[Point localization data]
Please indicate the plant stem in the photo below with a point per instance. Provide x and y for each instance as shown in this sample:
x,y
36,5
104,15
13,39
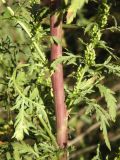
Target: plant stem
x,y
57,80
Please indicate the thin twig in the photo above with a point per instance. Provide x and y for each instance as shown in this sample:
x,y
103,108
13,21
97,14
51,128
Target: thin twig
x,y
91,148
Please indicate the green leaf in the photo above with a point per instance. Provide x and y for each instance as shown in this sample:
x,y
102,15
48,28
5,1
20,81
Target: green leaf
x,y
72,10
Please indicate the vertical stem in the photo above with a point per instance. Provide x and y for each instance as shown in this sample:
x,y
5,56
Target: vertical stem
x,y
57,80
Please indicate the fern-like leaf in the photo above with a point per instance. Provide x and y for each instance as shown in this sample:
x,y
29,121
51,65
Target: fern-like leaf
x,y
110,100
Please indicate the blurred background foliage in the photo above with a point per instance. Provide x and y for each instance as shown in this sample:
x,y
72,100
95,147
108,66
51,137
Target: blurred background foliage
x,y
17,43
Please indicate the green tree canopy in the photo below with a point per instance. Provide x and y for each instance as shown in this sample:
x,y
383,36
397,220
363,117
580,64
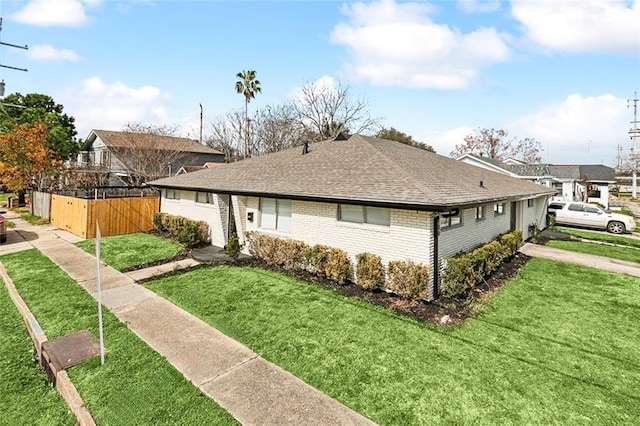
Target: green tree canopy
x,y
398,136
33,108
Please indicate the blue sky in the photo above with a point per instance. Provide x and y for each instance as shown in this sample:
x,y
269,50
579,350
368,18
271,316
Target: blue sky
x,y
557,71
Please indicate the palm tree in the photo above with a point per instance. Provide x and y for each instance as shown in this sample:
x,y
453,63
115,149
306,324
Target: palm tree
x,y
248,86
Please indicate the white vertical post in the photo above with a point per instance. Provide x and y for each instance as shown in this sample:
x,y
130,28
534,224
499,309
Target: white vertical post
x,y
98,236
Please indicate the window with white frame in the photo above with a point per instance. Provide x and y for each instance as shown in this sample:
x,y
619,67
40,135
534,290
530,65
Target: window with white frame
x,y
172,194
451,219
364,214
275,214
204,197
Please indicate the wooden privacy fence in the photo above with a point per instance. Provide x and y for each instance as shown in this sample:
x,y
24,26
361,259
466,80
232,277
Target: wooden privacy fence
x,y
116,216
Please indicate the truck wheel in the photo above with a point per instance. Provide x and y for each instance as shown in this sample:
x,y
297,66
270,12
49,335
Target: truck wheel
x,y
616,227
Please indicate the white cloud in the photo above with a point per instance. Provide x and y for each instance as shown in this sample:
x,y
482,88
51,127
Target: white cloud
x,y
65,13
324,84
110,106
581,26
579,130
482,6
397,44
46,52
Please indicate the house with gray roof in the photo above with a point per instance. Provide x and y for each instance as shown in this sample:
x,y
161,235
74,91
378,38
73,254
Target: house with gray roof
x,y
360,194
572,182
123,154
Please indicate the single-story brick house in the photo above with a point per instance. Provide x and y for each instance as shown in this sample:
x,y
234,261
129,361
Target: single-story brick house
x,y
361,194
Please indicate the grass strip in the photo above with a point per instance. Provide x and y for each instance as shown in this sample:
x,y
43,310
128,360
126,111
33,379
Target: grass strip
x,y
595,236
136,386
27,396
613,252
130,250
557,345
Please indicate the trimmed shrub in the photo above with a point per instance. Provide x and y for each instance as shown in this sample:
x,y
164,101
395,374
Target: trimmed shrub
x,y
157,221
292,254
466,270
233,247
369,271
338,265
317,257
274,251
408,279
262,247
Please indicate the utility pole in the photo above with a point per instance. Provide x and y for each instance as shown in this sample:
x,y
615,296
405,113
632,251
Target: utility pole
x,y
25,47
634,132
201,111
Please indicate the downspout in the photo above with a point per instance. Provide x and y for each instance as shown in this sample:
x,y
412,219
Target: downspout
x,y
229,217
436,258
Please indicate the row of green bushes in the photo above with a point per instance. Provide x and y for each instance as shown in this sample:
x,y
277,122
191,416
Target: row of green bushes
x,y
190,233
405,278
464,271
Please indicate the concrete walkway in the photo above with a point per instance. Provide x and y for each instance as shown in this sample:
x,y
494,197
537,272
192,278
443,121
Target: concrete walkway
x,y
253,390
598,262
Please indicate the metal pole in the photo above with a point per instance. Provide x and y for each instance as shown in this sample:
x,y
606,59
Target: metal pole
x,y
98,238
633,134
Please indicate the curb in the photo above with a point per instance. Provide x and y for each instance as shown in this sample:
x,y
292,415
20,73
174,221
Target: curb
x,y
63,384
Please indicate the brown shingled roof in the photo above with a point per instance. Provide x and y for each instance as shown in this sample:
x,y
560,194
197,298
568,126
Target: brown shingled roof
x,y
360,170
152,141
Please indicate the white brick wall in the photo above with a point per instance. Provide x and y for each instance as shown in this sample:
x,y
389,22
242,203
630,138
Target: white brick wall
x,y
407,237
472,232
186,206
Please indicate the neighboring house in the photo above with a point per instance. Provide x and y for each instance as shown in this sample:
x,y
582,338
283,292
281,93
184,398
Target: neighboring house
x,y
572,182
588,183
116,151
360,194
537,173
189,169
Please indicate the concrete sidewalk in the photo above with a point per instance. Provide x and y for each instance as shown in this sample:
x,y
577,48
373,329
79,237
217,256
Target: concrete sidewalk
x,y
598,262
253,390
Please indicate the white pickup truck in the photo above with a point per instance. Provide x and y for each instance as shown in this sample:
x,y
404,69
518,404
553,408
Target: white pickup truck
x,y
586,215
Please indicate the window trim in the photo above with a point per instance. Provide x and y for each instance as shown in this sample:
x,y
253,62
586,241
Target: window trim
x,y
209,200
277,212
176,194
446,222
364,217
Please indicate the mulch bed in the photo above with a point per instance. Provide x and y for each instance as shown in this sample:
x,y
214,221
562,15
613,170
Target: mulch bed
x,y
449,311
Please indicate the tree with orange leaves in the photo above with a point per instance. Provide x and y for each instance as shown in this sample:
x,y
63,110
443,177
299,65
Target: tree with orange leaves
x,y
25,158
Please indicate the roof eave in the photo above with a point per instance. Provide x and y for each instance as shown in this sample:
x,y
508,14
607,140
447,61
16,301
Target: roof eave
x,y
436,207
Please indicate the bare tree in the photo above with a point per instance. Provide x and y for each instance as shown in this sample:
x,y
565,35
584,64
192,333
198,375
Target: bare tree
x,y
276,128
226,135
497,145
76,176
145,153
326,109
393,134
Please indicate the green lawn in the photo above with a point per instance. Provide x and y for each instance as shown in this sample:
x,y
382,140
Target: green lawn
x,y
558,345
136,386
601,237
126,251
614,252
27,397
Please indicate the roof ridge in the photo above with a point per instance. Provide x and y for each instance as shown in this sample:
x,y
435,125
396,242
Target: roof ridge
x,y
405,175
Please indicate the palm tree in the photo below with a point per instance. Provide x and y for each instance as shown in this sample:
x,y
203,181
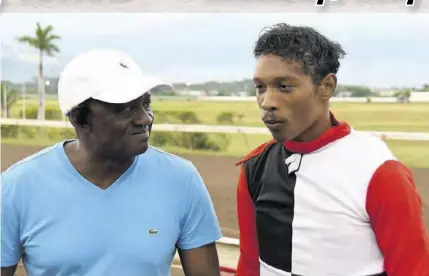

Work order =>
All of the entries above need to be transcribed exactly, except for the pictures.

Task result =>
Please indicate the plant stem in the photo below with a point per instance. Provide x and y for each instance as shown in this sample:
x,y
36,5
104,15
13,39
Target: plant stem
x,y
57,80
Please indicate the thin twig in the photo above with a point per instance. Provide x and y for each instance as shown in this sample:
x,y
103,108
13,21
97,14
51,128
Target: thin twig
x,y
91,148
Please indicate the green leaf in the photo above with a point per instance. Provide x and y for each instance as shown in this sample:
x,y
102,15
48,28
5,1
20,81
Target: green leaf
x,y
72,10
Please indicate the vertical stem in the photo above with a point per instance. Provide x and y for each instance as shown in this sample:
x,y
5,56
Target: vertical stem
x,y
57,80
Please indicate the fern-like leaf in the photo above with a point per instance. Provide x and y for each instance as shown in this sample:
x,y
29,121
51,65
Target: fern-like leaf
x,y
110,100
Please indicate the blurred background foliage in the photo above with a point per instance. Provide x and y for each instance as shown in this sample:
x,y
72,100
95,147
108,66
51,137
Target: blurred background foliage
x,y
17,43
Please indicate the green tree canopy in the photo below with a point per instance. Provide x and y for each instance as shown in this sample:
x,y
383,36
397,220
363,117
580,64
Target: green tree canopy
x,y
398,136
33,108
Please indicate the blue sky in the photo above with a point per instance. Provide x and y for each instance as shown in this sample:
x,y
269,50
579,350
368,18
271,316
Target: blue sky
x,y
557,71
Please indicate the palm tree in the photo above with a point per instance. Provide x and y for each instance as shown in this sample:
x,y
453,63
115,149
306,324
Target: palm tree
x,y
248,86
Please indicate the white vertical post in the photo above with a point per instance. Provide x and y for each instance as shown in this sample:
x,y
130,28
534,224
499,309
Target: white vertical post
x,y
98,236
Please indicate the window with white frame in the photo above with a point per instance. Provide x and y for each instance as shown in this sample:
x,y
619,67
40,135
534,290
530,65
Target: window with white frame
x,y
172,194
451,219
364,214
275,214
204,197
Please indicate the wooden privacy fence in the photo above with a point per instance. Provide x and y for each instance as shown in this sample:
x,y
24,26
361,259
466,80
232,277
Target: wooden privacy fence
x,y
116,216
Please indicate the truck wheel in the photo above with a point per instance. Provide x and y for each instance as shown in this sample:
x,y
297,66
270,12
49,335
Target: truck wheel
x,y
616,227
Please indicate the white cloud in the photo above with a point per instance. Provide x and y for each instance as shown in this sample:
x,y
482,88
51,127
Target: white cloud
x,y
65,13
324,84
110,106
581,26
579,130
482,6
397,44
46,52
Please indicate the house with gray roof in the photo above with a point per instance. Provide x and y for each instance as shown in this sample:
x,y
161,235
74,91
378,38
73,254
Target: house with gray roof
x,y
360,194
572,182
123,154
Please indicate the single-story brick house in the photo above with a point per instance. Provide x and y for each instance as shown in this sample:
x,y
234,261
129,361
Target: single-story brick house
x,y
361,194
Please indicate the grass strip in the photo above with a point per instance. Provide x and y for each instance as shown in this sample:
x,y
43,310
128,360
126,111
33,379
Target: grass strip
x,y
595,236
136,386
27,396
613,252
130,250
557,345
Please indicate the trimmed shrub in the photo above with a point per instance. Provide x and y for each instance as shown in this sample:
x,y
164,101
395,374
Target: trimmed shrub
x,y
157,221
292,254
466,270
233,247
369,271
338,265
317,257
274,251
408,279
262,247
Please indicate the utility pole in the photo above with a point per instance. Provide x and y for each instance as shown in this sample:
x,y
615,296
405,113
632,251
Target: utility pole
x,y
25,47
634,132
201,111
Please indicate the downspout in the photo above with a point per instance. Provide x and y for each instance as shown in this sample:
x,y
412,219
Target: downspout
x,y
229,217
436,258
Please indicate the row of green bushes in the photo above with a point per instance. Provide x and y for each instance as shown in this sample:
x,y
277,122
191,416
Target: row of green bushes
x,y
190,233
405,278
464,271
Please indicate the concrete walkway in the photo above with a point per instance. Provide x and y for each instance as shown in this sample:
x,y
494,197
537,272
192,278
443,121
Target: concrete walkway
x,y
253,390
598,262
Please indicate the metal pole in the photo above with a point per instance. Provide x and y for each instance as shown in this sample:
x,y
606,59
Target: metal pole
x,y
98,238
633,134
Please indicate the curb in the photo above with a point per instance. Provide x and y for each instance as shown in this sample:
x,y
292,415
20,73
174,221
Target: curb
x,y
63,384
Please indicate the brown shingled roof in the photo above with a point per instance. Provide x and y for each instance as shown in this sample:
x,y
560,194
197,298
568,126
Target: brown shingled roof
x,y
360,170
152,141
Please indicate the white brick wall in the photo above with a point per instance. Provide x and y for each instance as shown in this sample:
x,y
389,22
242,203
630,138
Target: white brick wall
x,y
407,237
472,232
186,206
Please indicate the neighboring house in the photo above with a point per instance. Provide x and y for each instance as shown in this sample:
x,y
582,338
283,292
281,93
184,398
Target: neighboring house
x,y
572,182
588,183
116,151
360,194
537,173
189,169
Please indicate the concrete sidewalk in the photo above with a point per instance. Provide x and y for each instance as shown in this sample:
x,y
577,48
373,329
79,237
217,256
Target: concrete sidewalk
x,y
598,262
253,390
Please indicate the white pickup truck in the photo above with a point per instance. Provide x and y for each instance as shown in this sample:
x,y
404,69
518,404
553,408
Target: white pickup truck
x,y
586,215
Please indicate the window trim in the photo above with a point per instance. Provide x and y for each instance as shown in this sample:
x,y
253,62
586,241
Target: window trim
x,y
209,200
277,212
176,194
446,222
364,217
Please indicate the mulch bed in the photo above with a point per instance. Provide x and y for each instance as shown in this sample:
x,y
214,221
562,15
613,170
Target: mulch bed
x,y
449,311
Please indicate the tree with orange leaves in the photo above with a point per instance. Provide x and y for each instance as shown in this sample:
x,y
63,110
443,177
299,65
Target: tree with orange leaves
x,y
25,158
Please indicate the roof eave in the photo above with a point per instance. Provide x and y for each instance as shown in this sample:
x,y
508,14
607,140
447,61
16,301
Target: roof eave
x,y
436,207
Please indicate the bare tree in the photo above with a point per instance. Provide x and y for each instance as shown in this sample:
x,y
565,35
584,64
192,333
198,375
Target: bare tree
x,y
276,128
226,135
497,145
76,176
145,153
326,109
393,134
Please indicate the green lawn in the photo above with a point per instance. Provide x and y for each instance as shown in this sample:
x,y
382,140
Target: green lawn
x,y
558,345
136,386
601,237
126,251
614,252
27,397
Please indicate the roof ridge in the photo above with a point per instance. Provide x and y for each instance as shown in this sample:
x,y
435,125
396,242
Target: roof ridge
x,y
405,175
Please indicate the palm tree in the photo below with a point per instance. Provide x and y for each instance as shown in this sample:
x,y
203,181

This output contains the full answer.